**EXCERPT TO READ:**
====
Observation data Epoch J2000.0 Equinox ICRS
- Constellation: Fornax
- Right ascension: 03^{h} 14^{m} 40.093^{s}
- Declination: −35° 33′ 27.59″
- Apparent magnitude (V): 6.88 (7.51 + 7.76)

Characteristics
- Evolutionary stage: Giant + subgiant
- Spectral type: G8 III + F7 III
- B−V color index: 0.740±0.006
- Variable type: Algol

Astrometry
- Radial velocity (R_{v}): 18.0±2.4 km/s
- Proper motion (μ): RA: 34.598 mas/yr Dec.: 17.389 mas/yr
- Parallax (π): 5.4708±0.0193 mas
- Distance: 596 ± 2 ly (182.8 ± 0.6 pc)
- Absolute magnitude (M_{V}): 0.70

Orbit
- Primary: A
- Name: B
- Period (P): 75.66647±0.00006 d
- Semi-major axis (a): 2.993±0.030 mas 0.5564±0.0001 AU
- Eccentricity (e): 0.00002±0.00003
- Inclination (i): 85.68±0.05°
- Longitude of the node (Ω): 65.99±0.03°
- Argument of periastron (ω) (secondary): 269.93±0.04°
- Semi-amplitude (K_{1}) (primary): 38.90±0.01 km/s
- Semi-amplitude (K_{2}) (secondary): 40.87±0.02 km/s

Details

A
- Mass: 2.057±0.001 M_{☉}
- Radius: 8.28±0.22 R_{☉}
- Luminosity: 37.2^{+1.8} _{−1.7} L_{☉}
- Surface gravity (log g): 2.91±0.02 cgs
- Temperature: 4,930±30 K
- Metallicity [Fe/H]: 0.02±0.05 dex
- Rotational velocity (v sin i): 6.1±0.3 km/s
- Age: 1.20±0.10 Gyr

B
- Mass: 1.958±0.001 M_{☉}
- Radius: 3.94±0.17 R_{☉}
- Luminosity: 22.9^{+1.5} _{−1.6} L_{☉}
- Surface gravity (log g): 3.35±0.02 cgs
- Temperature: 6,650±200 K
- Metallicity [Fe/H]: −0.05±0.10 dex
- Rotational velocity (v sin i): 45.7±1.0 km/s
- Other designations: CD−36° 1218, FK5 1090, GC 3886, HD 20301, HIP 15092, SAO 194176, PPM 278845

Database references
- SIMBAD: data

= TZ Fornacis =

Binary star in the constellation Fornax

TZ Fornacis is an eclipsing binary star system in the southern constellation of Fornax. It has the designation HD 20301 from the Henry Draper Catalogue; TZ Fornacis is the variable star designation, abbreviated TZ For. This target is a challenge to view with the naked eye, having a peak apparent visual magnitude of 6.88. During an eclipse, the magnitude drops to 7.05. This system is located at a distance of approximately 596 light years from the Sun based on parallax measurements, and is drifting further away with a radial velocity of roughly 18 km/s.
====
**MATERIAL PROVIDED:**
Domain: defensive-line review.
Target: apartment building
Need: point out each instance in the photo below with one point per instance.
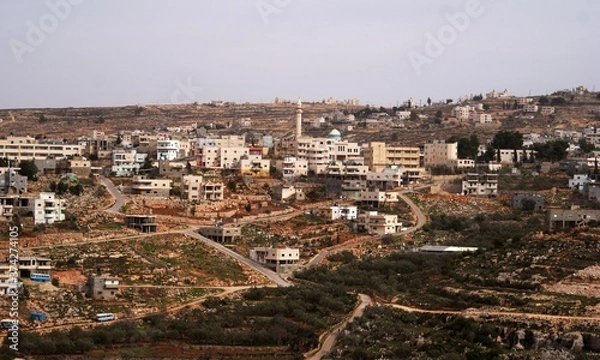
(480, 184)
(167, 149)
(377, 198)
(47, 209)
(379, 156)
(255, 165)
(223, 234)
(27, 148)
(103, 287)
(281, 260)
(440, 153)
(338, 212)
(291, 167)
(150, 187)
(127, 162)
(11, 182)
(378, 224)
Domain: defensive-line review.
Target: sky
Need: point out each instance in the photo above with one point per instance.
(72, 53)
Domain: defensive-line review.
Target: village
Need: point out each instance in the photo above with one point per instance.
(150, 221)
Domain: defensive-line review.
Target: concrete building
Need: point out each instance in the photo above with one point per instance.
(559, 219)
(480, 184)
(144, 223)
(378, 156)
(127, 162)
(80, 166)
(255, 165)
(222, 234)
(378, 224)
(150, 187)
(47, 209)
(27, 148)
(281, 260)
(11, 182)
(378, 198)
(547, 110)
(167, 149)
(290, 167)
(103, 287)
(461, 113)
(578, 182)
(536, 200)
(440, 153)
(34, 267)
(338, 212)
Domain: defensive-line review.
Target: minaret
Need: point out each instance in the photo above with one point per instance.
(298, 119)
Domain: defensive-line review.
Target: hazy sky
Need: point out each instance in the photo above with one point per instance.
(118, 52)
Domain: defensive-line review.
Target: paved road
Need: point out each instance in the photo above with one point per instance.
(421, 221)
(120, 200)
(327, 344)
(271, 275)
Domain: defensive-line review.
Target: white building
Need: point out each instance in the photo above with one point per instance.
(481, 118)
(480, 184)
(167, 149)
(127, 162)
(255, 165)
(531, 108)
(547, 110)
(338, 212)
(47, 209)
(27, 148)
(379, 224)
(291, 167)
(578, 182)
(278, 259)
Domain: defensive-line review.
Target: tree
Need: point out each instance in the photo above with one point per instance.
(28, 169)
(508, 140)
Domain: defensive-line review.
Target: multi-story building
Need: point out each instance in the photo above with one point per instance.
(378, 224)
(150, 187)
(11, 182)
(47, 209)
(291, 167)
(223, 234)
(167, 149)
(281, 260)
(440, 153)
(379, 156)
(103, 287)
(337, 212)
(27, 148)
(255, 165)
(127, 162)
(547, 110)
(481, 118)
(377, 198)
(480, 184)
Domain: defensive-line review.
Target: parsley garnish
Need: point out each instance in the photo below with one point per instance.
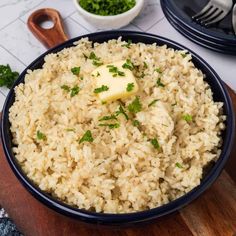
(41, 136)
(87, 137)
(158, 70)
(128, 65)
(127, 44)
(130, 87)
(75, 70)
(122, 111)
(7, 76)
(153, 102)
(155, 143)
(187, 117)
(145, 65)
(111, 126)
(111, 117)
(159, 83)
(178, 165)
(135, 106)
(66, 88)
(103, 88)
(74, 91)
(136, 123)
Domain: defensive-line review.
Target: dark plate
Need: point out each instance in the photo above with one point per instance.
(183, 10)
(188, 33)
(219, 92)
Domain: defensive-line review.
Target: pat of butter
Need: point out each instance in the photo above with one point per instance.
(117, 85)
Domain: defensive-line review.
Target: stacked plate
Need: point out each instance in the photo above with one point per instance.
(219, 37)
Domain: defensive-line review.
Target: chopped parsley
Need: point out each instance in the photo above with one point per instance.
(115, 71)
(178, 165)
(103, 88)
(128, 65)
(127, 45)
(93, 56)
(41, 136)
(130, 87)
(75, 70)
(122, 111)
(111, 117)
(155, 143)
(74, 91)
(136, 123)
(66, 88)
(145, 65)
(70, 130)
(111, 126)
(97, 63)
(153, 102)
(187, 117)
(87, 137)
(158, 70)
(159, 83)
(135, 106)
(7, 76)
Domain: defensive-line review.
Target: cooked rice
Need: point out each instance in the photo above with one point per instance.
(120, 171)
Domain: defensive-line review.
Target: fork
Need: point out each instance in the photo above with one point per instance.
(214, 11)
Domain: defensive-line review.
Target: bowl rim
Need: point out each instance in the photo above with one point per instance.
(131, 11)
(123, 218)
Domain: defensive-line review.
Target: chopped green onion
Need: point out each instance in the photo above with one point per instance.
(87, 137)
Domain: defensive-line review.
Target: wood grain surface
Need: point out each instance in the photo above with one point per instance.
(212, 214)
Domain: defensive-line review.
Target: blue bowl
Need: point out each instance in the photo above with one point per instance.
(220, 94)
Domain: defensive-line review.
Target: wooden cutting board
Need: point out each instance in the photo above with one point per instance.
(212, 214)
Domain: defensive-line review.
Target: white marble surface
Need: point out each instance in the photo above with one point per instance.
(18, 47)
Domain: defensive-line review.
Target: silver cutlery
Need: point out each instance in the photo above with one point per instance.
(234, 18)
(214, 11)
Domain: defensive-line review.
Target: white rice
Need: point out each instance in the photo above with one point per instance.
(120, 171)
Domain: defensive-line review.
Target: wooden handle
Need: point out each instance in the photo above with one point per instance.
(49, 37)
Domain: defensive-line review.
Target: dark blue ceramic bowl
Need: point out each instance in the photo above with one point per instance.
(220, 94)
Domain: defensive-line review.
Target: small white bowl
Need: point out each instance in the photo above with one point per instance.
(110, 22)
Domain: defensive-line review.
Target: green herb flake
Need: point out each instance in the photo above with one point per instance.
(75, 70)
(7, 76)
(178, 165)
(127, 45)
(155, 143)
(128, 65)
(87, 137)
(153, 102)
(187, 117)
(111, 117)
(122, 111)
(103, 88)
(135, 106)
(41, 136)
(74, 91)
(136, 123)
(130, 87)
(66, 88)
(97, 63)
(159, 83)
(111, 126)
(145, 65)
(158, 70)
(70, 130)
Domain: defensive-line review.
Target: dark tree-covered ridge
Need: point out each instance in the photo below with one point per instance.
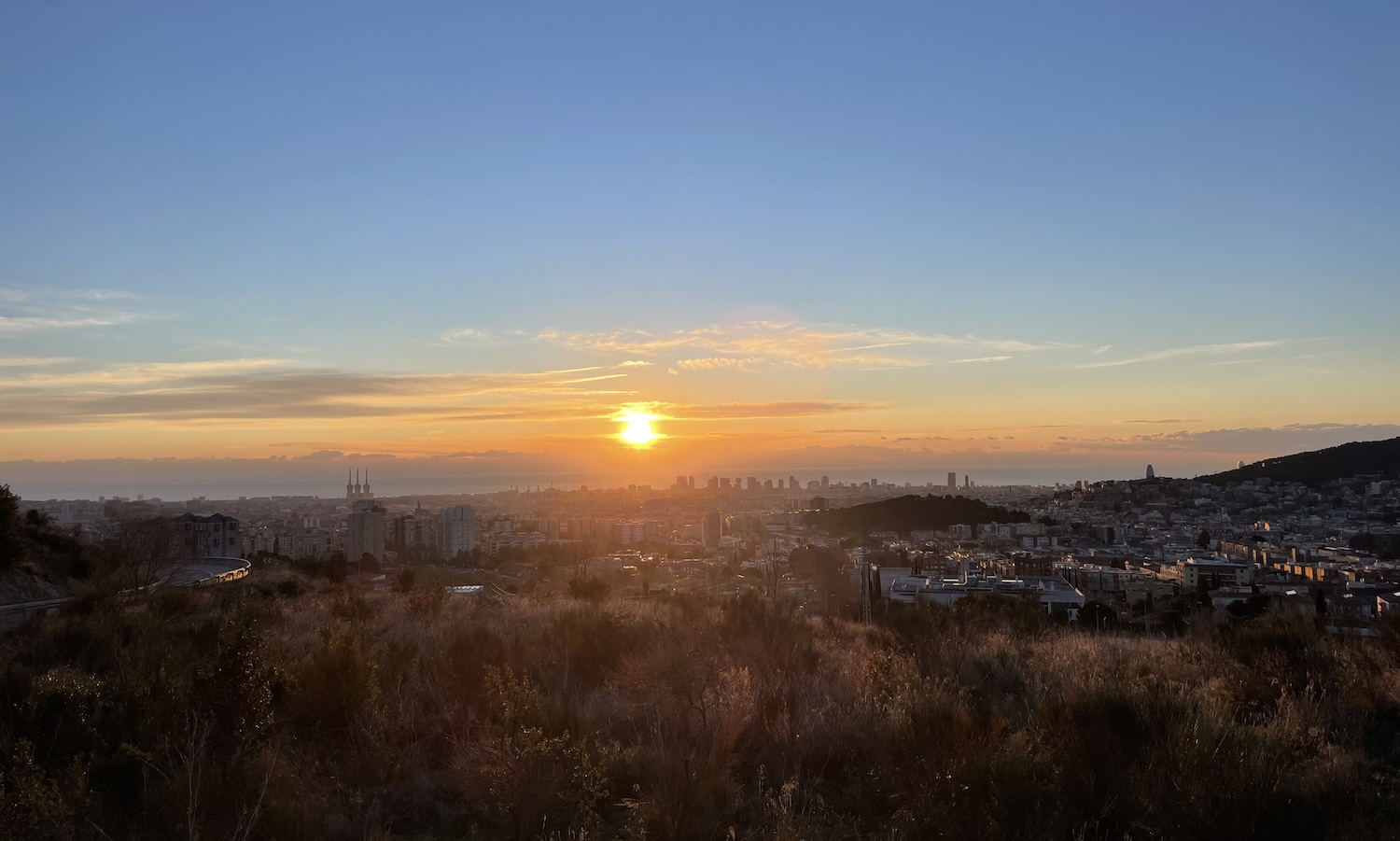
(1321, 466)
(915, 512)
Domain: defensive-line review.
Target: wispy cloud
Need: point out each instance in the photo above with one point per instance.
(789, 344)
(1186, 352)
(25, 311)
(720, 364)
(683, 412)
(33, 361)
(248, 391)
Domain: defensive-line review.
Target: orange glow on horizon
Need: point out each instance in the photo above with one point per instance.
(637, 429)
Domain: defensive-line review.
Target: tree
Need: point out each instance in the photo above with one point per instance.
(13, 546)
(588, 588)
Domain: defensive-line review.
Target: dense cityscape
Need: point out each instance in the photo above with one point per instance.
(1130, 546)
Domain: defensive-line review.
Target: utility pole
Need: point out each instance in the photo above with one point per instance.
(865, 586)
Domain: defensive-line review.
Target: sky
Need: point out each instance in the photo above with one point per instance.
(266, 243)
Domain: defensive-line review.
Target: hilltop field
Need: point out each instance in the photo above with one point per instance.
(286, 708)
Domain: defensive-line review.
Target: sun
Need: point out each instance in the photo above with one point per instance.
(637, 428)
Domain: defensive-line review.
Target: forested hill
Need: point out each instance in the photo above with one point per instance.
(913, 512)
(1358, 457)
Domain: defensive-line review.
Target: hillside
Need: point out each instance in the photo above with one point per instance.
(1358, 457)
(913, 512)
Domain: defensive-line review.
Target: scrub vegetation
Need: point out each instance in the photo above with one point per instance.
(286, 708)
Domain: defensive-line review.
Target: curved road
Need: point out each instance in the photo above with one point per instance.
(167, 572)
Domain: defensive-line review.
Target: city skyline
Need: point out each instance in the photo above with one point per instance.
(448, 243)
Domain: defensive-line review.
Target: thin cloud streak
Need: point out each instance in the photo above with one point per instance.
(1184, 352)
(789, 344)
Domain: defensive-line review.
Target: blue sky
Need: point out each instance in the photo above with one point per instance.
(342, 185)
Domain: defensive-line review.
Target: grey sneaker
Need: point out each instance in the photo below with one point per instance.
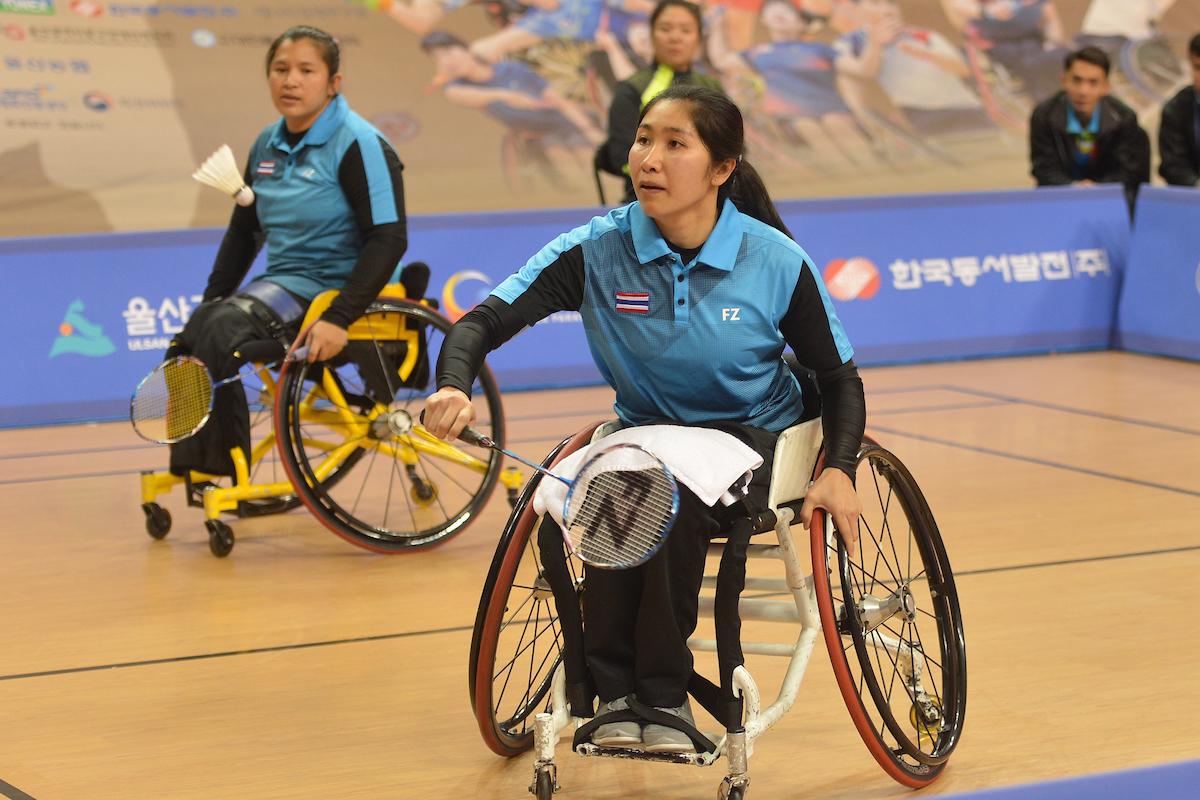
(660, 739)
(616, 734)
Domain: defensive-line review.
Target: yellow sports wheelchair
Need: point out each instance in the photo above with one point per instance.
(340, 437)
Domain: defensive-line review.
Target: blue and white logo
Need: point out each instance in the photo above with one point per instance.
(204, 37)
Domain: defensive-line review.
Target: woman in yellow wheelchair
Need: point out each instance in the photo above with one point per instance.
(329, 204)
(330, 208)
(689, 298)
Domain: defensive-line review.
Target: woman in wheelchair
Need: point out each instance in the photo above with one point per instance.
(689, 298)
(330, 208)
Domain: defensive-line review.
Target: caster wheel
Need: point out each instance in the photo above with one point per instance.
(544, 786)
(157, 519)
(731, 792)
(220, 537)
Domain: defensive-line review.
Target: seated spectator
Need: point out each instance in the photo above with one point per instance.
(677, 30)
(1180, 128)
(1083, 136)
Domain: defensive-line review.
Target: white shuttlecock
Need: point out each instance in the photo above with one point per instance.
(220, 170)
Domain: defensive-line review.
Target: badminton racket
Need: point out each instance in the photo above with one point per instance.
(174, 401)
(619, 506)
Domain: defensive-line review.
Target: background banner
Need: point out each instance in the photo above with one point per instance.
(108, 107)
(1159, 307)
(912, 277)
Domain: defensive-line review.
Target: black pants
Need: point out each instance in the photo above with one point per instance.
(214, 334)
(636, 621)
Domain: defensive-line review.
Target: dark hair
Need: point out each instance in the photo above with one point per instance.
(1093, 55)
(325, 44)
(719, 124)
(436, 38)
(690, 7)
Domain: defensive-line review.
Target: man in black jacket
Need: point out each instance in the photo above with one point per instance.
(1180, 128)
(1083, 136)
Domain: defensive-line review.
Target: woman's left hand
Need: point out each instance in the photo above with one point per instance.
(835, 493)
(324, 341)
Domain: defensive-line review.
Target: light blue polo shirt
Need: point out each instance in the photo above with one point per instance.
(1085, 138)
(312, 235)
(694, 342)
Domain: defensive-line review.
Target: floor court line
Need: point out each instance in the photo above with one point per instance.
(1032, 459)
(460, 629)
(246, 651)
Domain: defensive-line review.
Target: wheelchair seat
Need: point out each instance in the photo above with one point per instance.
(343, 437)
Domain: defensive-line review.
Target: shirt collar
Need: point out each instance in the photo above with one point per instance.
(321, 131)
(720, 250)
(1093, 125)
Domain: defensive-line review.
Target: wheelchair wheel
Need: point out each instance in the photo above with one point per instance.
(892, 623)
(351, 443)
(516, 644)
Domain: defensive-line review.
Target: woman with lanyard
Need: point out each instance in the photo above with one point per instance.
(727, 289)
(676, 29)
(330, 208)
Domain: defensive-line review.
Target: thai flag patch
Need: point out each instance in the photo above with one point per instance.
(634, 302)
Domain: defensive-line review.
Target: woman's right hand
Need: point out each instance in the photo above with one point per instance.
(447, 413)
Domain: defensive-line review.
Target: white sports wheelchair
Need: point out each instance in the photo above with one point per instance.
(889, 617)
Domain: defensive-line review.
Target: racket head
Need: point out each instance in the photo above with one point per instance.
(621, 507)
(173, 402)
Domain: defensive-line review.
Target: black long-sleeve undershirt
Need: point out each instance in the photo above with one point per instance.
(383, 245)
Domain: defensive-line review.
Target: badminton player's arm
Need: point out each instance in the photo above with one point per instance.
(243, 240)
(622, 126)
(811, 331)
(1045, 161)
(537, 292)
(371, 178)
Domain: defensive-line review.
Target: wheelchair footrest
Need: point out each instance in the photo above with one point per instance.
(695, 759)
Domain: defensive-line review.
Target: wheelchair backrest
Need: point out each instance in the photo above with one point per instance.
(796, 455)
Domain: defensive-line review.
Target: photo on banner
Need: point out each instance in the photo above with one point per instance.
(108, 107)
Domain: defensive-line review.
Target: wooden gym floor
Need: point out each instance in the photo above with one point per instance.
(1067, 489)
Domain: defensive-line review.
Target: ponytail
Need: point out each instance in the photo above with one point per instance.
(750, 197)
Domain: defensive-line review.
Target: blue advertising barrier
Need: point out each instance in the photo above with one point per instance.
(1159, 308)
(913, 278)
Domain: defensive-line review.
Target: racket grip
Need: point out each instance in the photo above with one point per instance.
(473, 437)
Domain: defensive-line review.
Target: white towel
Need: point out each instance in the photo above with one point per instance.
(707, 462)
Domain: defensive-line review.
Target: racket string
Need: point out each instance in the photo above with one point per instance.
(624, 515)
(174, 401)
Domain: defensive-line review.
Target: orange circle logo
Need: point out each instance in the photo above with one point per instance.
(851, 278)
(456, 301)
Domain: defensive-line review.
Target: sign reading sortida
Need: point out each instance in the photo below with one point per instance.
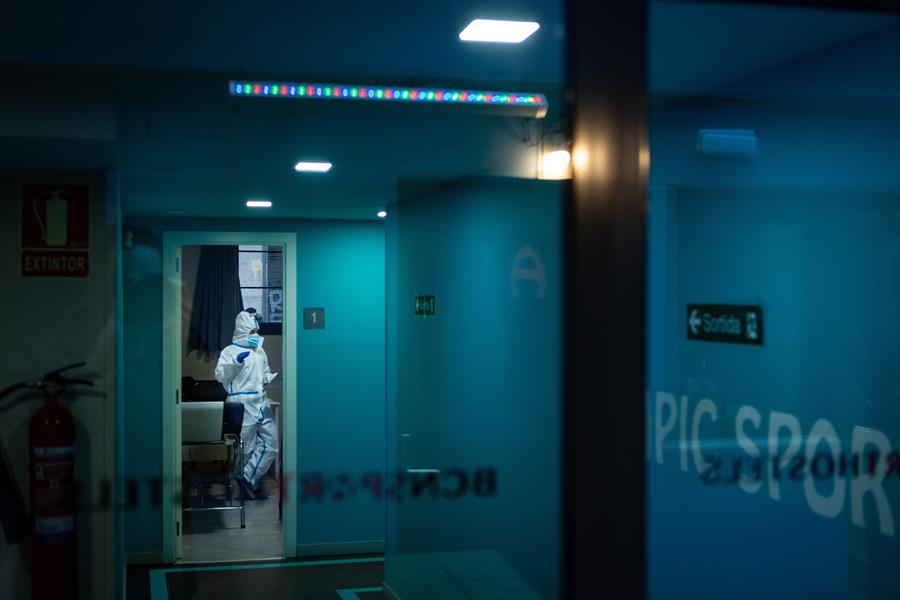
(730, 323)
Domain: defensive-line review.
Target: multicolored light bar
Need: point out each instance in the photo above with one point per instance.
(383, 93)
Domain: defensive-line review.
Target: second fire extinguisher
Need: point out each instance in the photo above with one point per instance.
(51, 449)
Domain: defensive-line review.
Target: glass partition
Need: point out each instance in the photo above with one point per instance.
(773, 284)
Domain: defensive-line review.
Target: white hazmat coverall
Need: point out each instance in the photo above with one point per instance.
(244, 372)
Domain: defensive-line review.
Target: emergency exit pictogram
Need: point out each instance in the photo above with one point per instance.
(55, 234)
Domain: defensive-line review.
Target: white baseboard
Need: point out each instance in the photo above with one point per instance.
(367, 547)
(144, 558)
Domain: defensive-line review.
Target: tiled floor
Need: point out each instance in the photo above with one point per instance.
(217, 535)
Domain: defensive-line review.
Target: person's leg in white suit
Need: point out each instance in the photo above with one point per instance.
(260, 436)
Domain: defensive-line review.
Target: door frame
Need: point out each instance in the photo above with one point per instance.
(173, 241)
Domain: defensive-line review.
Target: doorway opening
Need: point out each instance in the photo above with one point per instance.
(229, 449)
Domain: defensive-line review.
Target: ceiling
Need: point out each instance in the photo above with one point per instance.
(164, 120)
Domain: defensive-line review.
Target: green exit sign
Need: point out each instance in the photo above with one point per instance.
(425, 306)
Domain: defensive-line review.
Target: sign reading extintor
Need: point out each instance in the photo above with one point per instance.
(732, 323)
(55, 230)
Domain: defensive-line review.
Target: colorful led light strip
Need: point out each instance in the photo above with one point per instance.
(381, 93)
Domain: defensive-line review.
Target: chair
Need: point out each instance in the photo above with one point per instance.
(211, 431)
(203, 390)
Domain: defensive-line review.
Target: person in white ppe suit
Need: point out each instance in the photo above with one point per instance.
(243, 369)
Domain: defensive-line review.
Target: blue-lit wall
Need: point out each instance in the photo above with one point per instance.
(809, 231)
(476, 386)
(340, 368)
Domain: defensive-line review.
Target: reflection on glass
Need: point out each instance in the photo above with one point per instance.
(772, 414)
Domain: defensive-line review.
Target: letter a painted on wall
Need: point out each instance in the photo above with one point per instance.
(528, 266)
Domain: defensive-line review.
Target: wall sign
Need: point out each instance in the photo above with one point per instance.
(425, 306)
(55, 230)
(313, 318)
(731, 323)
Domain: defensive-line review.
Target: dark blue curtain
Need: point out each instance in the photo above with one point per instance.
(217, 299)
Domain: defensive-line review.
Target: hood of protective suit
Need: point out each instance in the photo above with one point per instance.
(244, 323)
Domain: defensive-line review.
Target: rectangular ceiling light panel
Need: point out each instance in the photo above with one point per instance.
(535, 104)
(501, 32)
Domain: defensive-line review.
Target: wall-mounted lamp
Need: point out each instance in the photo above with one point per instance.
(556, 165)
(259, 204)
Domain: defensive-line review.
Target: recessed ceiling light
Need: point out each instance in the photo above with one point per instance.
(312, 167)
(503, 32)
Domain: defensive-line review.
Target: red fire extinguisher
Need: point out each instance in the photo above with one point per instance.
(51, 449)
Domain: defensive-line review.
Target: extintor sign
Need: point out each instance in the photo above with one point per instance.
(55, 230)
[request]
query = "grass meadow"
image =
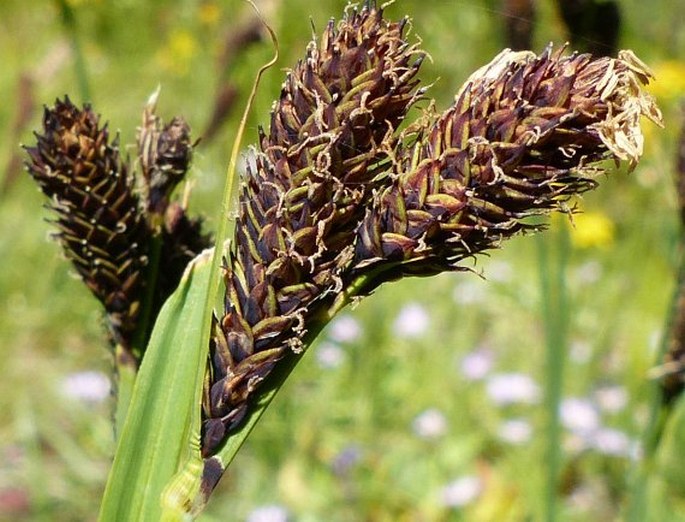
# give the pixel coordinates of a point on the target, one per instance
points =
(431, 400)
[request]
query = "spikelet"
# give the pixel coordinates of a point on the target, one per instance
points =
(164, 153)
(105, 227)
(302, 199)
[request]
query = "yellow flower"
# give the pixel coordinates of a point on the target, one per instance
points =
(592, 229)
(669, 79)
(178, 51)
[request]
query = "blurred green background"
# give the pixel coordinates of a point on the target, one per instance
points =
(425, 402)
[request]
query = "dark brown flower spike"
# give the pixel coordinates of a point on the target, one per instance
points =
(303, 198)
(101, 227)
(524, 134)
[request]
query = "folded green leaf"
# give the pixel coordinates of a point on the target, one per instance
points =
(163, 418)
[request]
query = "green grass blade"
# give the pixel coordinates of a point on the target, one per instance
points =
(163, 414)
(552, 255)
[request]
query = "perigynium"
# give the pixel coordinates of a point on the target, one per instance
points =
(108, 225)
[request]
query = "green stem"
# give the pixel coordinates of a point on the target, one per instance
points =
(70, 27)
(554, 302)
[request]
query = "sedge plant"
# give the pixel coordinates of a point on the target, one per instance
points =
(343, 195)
====
**TASKS TO CARRY OUT:**
**A)** Answer these questions using the excerpt on TZ Fornacis:
(i) In which constellation does TZ Fornacis lie?
(ii) What mass is given for component A?
(iii) To what magnitude does the system's brightness drop during an eclipse?
**B)** Return word for word the part of the excerpt on TZ Fornacis starting at "Binary star in" and ending at "roughly 18 km/s.".

**RESULTS OF THE TASKS:**
**A)**
(i) Fornax
(ii) 2.057±0.001 M_{☉}
(iii) 7.05

**B)**
Binary star in the constellation Fornax

TZ Fornacis is an eclipsing binary star system in the southern constellation of Fornax. It has the designation HD 20301 from the Henry Draper Catalogue; TZ Fornacis is the variable star designation, abbreviated TZ For. This target is a challenge to view with the naked eye, having a peak apparent visual magnitude of 6.88. During an eclipse, the magnitude drops to 7.05. This system is located at a distance of approximately 596 light years from the Sun based on parallax measurements, and is drifting further away with a radial velocity of roughly 18 km/s.